— Exercise goal —
Each entry below must be repeated word for word.

○ ○ ○

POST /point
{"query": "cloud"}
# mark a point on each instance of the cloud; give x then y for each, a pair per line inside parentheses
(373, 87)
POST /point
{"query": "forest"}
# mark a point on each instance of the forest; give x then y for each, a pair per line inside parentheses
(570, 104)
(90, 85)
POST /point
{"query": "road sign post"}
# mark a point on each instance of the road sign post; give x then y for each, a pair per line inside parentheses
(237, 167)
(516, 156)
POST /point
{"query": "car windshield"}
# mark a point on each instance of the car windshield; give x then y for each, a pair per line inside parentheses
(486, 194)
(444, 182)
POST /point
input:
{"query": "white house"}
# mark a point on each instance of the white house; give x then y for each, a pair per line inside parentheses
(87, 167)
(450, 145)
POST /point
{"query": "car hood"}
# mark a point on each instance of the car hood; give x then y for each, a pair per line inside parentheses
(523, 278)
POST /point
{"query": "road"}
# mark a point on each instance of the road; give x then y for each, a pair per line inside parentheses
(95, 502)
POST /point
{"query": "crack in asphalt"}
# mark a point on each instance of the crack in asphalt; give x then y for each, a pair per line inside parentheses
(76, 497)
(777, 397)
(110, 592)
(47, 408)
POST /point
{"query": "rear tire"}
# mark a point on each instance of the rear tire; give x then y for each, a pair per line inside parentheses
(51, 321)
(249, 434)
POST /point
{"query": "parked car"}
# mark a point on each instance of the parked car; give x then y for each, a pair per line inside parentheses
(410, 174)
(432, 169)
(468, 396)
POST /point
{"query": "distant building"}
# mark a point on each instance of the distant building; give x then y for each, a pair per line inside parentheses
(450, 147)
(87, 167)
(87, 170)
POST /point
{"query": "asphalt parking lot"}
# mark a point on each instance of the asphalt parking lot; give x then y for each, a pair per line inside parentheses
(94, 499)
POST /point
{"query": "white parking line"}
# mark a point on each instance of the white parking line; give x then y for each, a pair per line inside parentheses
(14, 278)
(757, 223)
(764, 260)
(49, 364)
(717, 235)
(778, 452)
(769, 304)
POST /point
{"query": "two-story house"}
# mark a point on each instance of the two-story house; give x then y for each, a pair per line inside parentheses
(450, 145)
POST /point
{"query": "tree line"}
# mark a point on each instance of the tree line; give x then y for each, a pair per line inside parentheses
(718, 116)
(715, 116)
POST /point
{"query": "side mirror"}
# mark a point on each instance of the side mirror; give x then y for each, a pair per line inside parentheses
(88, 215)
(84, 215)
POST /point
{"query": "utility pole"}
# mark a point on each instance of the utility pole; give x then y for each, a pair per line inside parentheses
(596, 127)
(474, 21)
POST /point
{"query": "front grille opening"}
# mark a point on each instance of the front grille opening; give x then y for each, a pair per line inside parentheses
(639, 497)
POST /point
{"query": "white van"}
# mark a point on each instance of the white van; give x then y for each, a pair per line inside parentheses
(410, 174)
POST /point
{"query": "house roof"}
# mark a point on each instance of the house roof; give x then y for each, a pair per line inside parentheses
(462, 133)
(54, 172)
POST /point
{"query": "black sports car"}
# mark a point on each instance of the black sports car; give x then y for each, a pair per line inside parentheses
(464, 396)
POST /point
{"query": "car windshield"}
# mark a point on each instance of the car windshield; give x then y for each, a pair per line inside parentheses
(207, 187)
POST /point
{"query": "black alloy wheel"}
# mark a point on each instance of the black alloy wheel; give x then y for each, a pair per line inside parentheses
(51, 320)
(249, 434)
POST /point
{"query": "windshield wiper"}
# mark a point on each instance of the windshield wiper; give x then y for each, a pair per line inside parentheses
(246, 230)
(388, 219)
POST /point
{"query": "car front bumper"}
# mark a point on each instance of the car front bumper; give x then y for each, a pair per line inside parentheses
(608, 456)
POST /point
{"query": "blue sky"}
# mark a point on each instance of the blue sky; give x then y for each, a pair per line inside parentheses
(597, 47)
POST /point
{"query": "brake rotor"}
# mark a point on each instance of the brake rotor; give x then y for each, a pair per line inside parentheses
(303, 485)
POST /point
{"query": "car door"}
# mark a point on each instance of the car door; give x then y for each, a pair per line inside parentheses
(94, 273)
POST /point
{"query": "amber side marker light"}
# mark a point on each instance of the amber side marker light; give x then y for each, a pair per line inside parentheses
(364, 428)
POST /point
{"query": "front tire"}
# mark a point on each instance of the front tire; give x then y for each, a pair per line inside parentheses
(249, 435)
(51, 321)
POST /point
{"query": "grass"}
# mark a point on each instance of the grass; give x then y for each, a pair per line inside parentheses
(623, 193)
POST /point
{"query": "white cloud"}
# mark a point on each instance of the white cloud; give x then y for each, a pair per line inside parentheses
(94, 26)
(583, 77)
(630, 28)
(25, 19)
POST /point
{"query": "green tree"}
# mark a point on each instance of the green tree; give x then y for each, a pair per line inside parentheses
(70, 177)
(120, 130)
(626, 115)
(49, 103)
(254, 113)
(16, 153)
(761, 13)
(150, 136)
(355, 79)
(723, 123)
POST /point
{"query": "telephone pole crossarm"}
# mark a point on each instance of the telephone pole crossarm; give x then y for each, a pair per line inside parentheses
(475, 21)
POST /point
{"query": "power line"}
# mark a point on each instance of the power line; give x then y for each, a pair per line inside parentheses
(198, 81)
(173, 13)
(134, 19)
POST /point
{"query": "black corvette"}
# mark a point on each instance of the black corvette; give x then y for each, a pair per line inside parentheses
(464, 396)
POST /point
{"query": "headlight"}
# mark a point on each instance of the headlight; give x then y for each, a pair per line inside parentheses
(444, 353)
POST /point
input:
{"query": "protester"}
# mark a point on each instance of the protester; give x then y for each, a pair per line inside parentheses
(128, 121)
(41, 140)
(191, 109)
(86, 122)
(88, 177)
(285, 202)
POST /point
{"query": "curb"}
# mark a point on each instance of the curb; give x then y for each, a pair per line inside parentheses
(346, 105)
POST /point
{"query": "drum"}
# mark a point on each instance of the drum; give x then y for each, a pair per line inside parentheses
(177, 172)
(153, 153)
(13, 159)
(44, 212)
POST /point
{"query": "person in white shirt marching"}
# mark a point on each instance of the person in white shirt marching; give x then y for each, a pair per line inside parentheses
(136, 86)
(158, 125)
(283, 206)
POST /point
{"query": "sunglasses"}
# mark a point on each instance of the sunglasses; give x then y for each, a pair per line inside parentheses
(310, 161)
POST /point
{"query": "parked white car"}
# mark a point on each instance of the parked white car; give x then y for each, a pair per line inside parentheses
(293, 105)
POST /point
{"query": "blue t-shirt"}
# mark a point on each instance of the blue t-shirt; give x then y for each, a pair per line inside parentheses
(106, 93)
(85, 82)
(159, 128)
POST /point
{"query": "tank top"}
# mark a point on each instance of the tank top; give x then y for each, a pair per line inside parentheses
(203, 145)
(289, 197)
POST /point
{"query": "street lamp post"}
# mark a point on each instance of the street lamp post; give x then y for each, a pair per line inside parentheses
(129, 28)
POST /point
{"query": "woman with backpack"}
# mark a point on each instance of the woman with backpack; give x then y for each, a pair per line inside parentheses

○ ○ ○

— Output —
POST /point
{"query": "cloud"}
# mark a point on each instance of the cloud; give x then y for each, a pair per line inside parentheses
(373, 87)
POST /point
{"query": "forest"}
# mark a point on each instance of the forest; give x then y for each, a pair per line inside parentheses
(570, 104)
(90, 85)
POST /point
{"query": "road sign post"}
# mark a point on each instance of the road sign post; give x then y for each, a pair per line inside parentheses
(237, 167)
(516, 156)
POST /point
{"query": "car windshield"}
# mark a point on each instance of the car windshield; give x then y for each, a pair per line inside parentheses
(486, 194)
(444, 182)
POST /point
input:
{"query": "white house"}
# mark a point on each instance of the white house; give x then y for each, a pair per line inside parentheses
(87, 167)
(450, 145)
POST /point
{"query": "car hood"}
# mark a point on each instance of the car hood; give x then y for each, a pair per line inside parentheses
(523, 278)
POST /point
{"query": "road"}
# mark a point on each instance of the road; give x then y for each, a pair per line inside parentheses
(95, 502)
POST /point
{"query": "crack in asphalt"}
# mark a point on each instance of the crack in asphalt; give x then y for each, a pair per line inside parentheses
(76, 497)
(777, 397)
(110, 592)
(47, 408)
POST /point
{"query": "rear tire"}
# mark a point on each instance of the rear tire; give x then y for each, a pair per line inside parentheses
(51, 321)
(249, 434)
POST /point
{"query": "parked car"}
# mark a point on each instance of the parked car; give x then y for each, a pair per line inside parentheses
(410, 174)
(432, 169)
(468, 396)
POST /point
{"query": "distant building"}
# mark a point on each instance of the distant building; give x then y for each, a pair per line inside parentheses
(450, 147)
(87, 167)
(87, 170)
POST /point
{"query": "asphalt parking lot"}
# mark a point on each instance of the asphalt parking lot; give x then y for each, a pair per line inside parentheses
(94, 499)
POST /point
{"query": "white parking line"}
# mark a point on each instance of the white parking line; give x then y for each, a pair per line inside parentheses
(14, 278)
(757, 223)
(764, 260)
(49, 364)
(717, 235)
(778, 452)
(769, 304)
POST /point
{"query": "two-story house"}
# mark a point on each instance of the two-story house; give x then y for each, a pair per line inside parentheses
(450, 145)
POST /point
{"query": "tree line"}
# mark a point on each instance of the tree line; give x then y for each, a pair per line inside parentheses
(718, 116)
(715, 116)
POST /point
{"query": "side mirror"}
# mark a point on each instance of the side mirror; give x then y for each, a pair per line inside parentheses
(88, 215)
(84, 215)
POST /point
{"query": "utility pole"}
# mark a point on each instance of the utility pole; give x then y for each, a pair per line inside parentheses
(596, 127)
(474, 21)
POST /point
{"query": "front grille opening"}
# mark a point on each instance of the front grille opening; give x then y for each, a pair per line inside parentheses
(639, 497)
POST /point
{"query": "white van"}
# mark a point on each instance of the white van; give x then y for each, a pair per line inside parentheses
(410, 174)
POST /point
{"query": "house roof"}
# mark a point on each instance of the house roof; give x then y for each, a pair per line inside parentheses
(462, 133)
(54, 172)
POST /point
{"query": "black sports car"}
# mark a point on each instance of the black sports car; give x then y for each, a pair per line inside parentheses
(464, 396)
POST /point
{"query": "car windshield"}
# mark a point on each instance of the car windshield; give x then y for each, a pair per line inside parentheses
(207, 187)
POST /point
{"query": "black alloy wheel"}
# mark a point on each instance of the black alloy wheel; give x then y for each, a pair per line inside parentheses
(51, 320)
(249, 434)
POST /point
{"query": "windshield wiper"}
# mark a point on each instance of the windshield wiper; give x then y for each, a pair per line inside parentheses
(246, 230)
(388, 219)
POST /point
{"query": "car front bumper"}
# mark a point on each instance of the car front bumper; give x then y for each, a pair per line inside parentheses
(608, 456)
POST /point
{"query": "blue sky"}
# mark a point on each instance of the blue sky; give x then y for each, a pair per line inside parentheses
(597, 47)
POST /point
{"query": "brake rotor"}
# mark a point on each instance of the brake rotor; give x then y for each, a pair per line inside parentheses
(303, 485)
POST /point
{"query": "car door"}
# mark a point on each instance of the car door; give x then y for each, a pair per line inside parentheses
(94, 273)
POST /point
{"query": "amber side marker light"}
# mark a point on each instance of the amber side marker light; give x then y for each, a pair per line inside parentheses
(364, 428)
POST /point
{"query": "front tire"}
# mark a point on each instance of the front tire; give x then y for each, a pair per line inside parentheses
(249, 435)
(51, 321)
POST /point
{"query": "grass"}
# mark a point on each instance of the grass; give x then y for each, a pair per line inside parentheses
(623, 193)
POST /point
{"query": "white cloud"}
# mark a point on each instance of the white cloud; give x then y for each, a pair per line inside parentheses
(94, 26)
(583, 77)
(630, 28)
(25, 19)
POST /point
{"query": "green tree"}
# mark a point on each instance of the green tree; give x then y for each, a pair per line inside parentheses
(70, 177)
(120, 130)
(626, 115)
(49, 103)
(254, 113)
(16, 153)
(761, 13)
(150, 136)
(355, 79)
(723, 123)
POST /point
{"query": "telephone pole crossarm"}
# mark a point on each instance of the telephone pole crossarm; give x then y for each, a pair per line inside parentheses
(475, 21)
POST /point
{"query": "power line"}
# mark a point on each instance of the power line; give x then y for each, a pair per line inside parentheses
(198, 81)
(173, 13)
(134, 19)
POST /point
{"query": "black corvette"}
# mark a point on each instance of the black corvette; give x then y for each, a pair per line inside parentheses
(464, 396)
POST /point
{"query": "headlight"}
# mark a point on each instance of the headlight; give x then y for each, a pair per line inside parentheses
(444, 353)
POST /point
input:
{"query": "protester"}
# mark a point on each instance of the protester; give x then y for each, a pair per line inside parentheses
(128, 121)
(41, 140)
(191, 109)
(86, 122)
(88, 177)
(285, 202)
POST /point
{"query": "curb"}
# mark a point on each instance of the curb; give x then y for each, a pair per line inside parentheses
(346, 105)
POST /point
{"query": "drum"}
# mark a point on each instance of the drum; give x then y for each, a pair per line inside parentheses
(177, 172)
(153, 153)
(13, 159)
(44, 212)
POST /point
{"query": "person in white shirt marching"}
# mark a point on each instance of the person in white shirt marching; give x then y for each, a pair per line inside parentheses
(136, 86)
(158, 125)
(283, 206)
POST /point
{"query": "sunglasses"}
# mark a point on each instance of the sunglasses; give x then y for each, a pair per line inside parentheses
(310, 161)
POST /point
{"query": "parked white car"}
# mark a point on each instance of the parked white car; give x then y for each, a pair per line inside parentheses
(293, 105)
POST /point
{"query": "blue t-shirt"}
# mark a point on each instance of the blue t-shirt; give x then y for each, a pair per line inside parentheses
(106, 93)
(85, 82)
(159, 128)
POST /point
{"query": "tank top"}
# mark a point on each instance of the tank top; give x then y for each, a pair per line inside parentheses
(203, 145)
(289, 197)
POST /point
{"query": "street lamp post"}
# mark a point on each instance of the street lamp post; give x then y for each, a pair per line inside parentheses
(129, 28)
POST /point
{"query": "woman with backpack"}
# mark a point on each instance of the woman with backpack; give x then y for each, a pair per line inside parentheses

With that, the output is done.